Task description:
Look through the data below. Show each line where the string "largest" occurs.

Material provided:

[Start of section]

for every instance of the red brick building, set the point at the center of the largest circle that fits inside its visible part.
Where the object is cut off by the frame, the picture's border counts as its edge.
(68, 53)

[End of section]
[Start of section]

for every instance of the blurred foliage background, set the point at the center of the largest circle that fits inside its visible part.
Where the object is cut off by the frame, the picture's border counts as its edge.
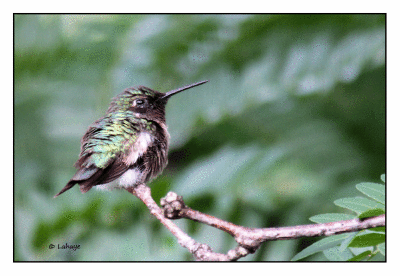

[End of section]
[Start of section]

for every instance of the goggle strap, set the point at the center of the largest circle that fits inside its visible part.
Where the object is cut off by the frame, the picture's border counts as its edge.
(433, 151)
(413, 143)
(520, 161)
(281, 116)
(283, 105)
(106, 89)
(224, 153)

[End of section]

Solution:
for every instance of the red brick building, set the point at the center of the largest circle that fits inside its visible part.
for every instance of the blurred foliage background, set the point at the center of the largest circle that fits inside its visible part.
for every instance of the goggle strap, set the point at the center of the largest circle that fits inside its visible part.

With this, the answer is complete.